Problem statement: Which rows below contain the word "mask"? Return each of them in full.

** begin Records **

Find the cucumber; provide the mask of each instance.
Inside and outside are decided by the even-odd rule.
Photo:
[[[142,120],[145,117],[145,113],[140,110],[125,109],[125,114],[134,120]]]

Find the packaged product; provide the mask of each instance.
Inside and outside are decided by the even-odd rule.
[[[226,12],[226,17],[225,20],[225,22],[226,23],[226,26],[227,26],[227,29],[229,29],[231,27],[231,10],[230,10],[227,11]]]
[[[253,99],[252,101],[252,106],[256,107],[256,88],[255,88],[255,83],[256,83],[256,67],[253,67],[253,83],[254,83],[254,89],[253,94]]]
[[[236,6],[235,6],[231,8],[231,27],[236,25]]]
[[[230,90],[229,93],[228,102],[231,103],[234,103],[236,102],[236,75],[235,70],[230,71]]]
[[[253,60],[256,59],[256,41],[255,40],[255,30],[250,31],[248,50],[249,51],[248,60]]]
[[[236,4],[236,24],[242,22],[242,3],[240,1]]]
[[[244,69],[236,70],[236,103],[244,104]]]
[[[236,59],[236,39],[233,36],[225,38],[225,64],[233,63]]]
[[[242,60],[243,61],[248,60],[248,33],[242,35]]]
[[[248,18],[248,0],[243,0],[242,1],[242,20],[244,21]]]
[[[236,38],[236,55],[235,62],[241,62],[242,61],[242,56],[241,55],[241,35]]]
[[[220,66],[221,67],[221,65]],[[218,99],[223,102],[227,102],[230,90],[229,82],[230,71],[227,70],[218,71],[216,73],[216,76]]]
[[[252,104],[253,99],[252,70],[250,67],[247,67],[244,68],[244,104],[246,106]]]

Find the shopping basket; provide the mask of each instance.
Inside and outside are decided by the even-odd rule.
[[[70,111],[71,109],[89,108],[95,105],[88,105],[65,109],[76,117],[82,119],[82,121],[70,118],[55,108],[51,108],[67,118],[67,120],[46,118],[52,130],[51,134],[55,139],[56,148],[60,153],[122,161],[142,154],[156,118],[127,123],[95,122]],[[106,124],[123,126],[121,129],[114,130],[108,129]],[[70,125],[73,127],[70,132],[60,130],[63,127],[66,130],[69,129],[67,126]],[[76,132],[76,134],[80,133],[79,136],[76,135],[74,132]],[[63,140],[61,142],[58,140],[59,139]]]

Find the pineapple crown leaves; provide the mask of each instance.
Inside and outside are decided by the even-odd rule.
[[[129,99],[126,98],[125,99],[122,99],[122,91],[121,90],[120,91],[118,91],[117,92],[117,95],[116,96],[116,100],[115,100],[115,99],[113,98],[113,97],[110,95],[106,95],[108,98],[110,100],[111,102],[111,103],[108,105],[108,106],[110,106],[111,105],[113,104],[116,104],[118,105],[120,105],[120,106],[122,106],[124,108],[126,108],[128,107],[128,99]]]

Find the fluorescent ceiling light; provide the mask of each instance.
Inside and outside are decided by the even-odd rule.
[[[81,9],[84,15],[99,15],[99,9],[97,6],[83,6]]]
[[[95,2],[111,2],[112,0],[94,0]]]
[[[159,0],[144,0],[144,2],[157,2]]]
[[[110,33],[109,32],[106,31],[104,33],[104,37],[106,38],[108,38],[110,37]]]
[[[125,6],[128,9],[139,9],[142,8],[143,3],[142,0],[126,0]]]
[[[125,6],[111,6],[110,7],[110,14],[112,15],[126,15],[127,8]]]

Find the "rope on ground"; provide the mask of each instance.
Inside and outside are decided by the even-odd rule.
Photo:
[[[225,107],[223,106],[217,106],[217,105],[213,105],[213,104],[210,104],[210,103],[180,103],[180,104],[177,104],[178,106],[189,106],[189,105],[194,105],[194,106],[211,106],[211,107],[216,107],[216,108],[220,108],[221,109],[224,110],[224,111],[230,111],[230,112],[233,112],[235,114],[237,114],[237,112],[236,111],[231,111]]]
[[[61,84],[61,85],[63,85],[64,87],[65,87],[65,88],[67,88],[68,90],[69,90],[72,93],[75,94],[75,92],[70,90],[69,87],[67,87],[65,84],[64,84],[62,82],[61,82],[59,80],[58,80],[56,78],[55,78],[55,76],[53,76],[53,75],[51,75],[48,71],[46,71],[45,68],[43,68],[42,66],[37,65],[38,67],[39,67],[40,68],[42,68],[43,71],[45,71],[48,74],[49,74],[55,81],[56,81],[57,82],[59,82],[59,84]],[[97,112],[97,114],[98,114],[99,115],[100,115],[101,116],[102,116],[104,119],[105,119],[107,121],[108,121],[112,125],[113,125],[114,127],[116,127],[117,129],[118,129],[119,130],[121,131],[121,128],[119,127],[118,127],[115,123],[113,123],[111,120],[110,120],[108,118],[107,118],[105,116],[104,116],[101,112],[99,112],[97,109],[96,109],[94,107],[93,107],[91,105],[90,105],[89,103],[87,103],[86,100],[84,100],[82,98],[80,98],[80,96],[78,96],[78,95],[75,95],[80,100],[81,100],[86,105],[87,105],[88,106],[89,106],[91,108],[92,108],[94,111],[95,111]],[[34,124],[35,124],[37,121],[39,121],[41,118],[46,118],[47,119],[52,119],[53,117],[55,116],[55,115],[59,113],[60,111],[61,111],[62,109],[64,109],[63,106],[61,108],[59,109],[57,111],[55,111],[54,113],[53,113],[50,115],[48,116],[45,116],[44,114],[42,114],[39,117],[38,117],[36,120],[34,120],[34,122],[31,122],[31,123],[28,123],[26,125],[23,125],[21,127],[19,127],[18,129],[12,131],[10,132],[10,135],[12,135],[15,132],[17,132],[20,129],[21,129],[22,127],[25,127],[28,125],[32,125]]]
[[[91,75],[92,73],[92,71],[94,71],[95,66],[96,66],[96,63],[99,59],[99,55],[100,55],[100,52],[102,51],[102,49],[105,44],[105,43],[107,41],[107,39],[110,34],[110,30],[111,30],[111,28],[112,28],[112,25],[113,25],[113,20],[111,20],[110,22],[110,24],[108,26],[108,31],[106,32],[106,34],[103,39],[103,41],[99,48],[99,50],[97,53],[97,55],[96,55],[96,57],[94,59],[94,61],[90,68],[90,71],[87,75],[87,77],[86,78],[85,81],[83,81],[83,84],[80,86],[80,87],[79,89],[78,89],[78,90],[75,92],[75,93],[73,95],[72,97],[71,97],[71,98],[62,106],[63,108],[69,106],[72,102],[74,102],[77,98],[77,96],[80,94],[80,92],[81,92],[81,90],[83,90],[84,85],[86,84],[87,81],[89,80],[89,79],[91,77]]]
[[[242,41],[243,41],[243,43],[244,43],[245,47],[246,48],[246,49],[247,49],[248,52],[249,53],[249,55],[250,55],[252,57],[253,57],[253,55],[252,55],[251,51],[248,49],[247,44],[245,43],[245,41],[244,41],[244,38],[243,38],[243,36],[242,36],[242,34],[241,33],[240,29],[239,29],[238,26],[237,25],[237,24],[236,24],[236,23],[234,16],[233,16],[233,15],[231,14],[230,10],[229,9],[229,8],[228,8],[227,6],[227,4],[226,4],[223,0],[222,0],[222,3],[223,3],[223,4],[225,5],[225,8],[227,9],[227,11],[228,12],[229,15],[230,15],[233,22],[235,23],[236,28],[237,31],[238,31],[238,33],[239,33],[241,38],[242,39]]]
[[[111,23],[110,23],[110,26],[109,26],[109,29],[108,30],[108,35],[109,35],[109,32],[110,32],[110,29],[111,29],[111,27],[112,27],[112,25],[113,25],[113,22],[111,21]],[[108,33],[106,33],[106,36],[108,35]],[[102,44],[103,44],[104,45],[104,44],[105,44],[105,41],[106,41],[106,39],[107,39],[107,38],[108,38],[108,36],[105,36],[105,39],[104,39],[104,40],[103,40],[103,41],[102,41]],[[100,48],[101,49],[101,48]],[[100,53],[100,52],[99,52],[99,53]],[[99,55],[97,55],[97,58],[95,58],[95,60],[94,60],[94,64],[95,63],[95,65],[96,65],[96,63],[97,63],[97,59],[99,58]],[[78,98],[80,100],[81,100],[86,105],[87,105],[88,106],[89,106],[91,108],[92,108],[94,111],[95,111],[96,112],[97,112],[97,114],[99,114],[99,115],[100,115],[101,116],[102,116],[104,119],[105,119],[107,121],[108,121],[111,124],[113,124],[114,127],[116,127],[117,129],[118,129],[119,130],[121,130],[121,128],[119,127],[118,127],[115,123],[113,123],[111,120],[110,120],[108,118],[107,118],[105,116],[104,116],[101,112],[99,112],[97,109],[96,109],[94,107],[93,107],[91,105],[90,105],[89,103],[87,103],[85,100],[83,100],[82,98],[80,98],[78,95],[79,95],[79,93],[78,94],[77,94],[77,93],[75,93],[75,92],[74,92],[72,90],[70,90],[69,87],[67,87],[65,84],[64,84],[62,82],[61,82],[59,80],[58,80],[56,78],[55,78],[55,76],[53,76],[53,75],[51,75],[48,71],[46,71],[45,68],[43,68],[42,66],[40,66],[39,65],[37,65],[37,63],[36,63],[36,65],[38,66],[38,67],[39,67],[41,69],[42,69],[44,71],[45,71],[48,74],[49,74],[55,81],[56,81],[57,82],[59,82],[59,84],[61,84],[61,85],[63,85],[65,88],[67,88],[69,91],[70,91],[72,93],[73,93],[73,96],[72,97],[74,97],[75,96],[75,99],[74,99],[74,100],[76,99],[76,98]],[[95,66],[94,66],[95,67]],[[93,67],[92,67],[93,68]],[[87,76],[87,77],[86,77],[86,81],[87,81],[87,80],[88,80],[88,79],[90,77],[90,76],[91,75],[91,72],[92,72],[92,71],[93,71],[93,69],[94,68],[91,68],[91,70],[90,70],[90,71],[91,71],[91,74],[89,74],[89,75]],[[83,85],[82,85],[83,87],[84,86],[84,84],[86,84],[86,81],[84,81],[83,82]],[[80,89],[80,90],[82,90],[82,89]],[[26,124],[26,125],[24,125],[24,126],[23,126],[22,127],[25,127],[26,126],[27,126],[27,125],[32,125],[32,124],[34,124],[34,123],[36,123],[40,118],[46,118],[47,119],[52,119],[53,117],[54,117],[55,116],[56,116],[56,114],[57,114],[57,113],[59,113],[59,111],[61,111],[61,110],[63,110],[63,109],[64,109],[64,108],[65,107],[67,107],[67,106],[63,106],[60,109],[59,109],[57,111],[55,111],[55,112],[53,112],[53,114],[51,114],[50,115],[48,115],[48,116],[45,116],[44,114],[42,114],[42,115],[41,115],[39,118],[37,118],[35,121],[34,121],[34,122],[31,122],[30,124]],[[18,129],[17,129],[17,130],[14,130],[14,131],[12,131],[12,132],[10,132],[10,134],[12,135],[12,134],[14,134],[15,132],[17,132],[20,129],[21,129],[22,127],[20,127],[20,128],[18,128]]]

** end Records **

The output:
Find the cucumber; provide the mask of each instance.
Find the packaged product; provide the mask of each instance.
Find the shopping basket; provide the mask of each instance.
Find the pineapple crown leaves; provide the mask of each instance.
Find the fluorescent ceiling light; provide the mask of each instance.
Find the "rope on ground"; provide the mask of each instance.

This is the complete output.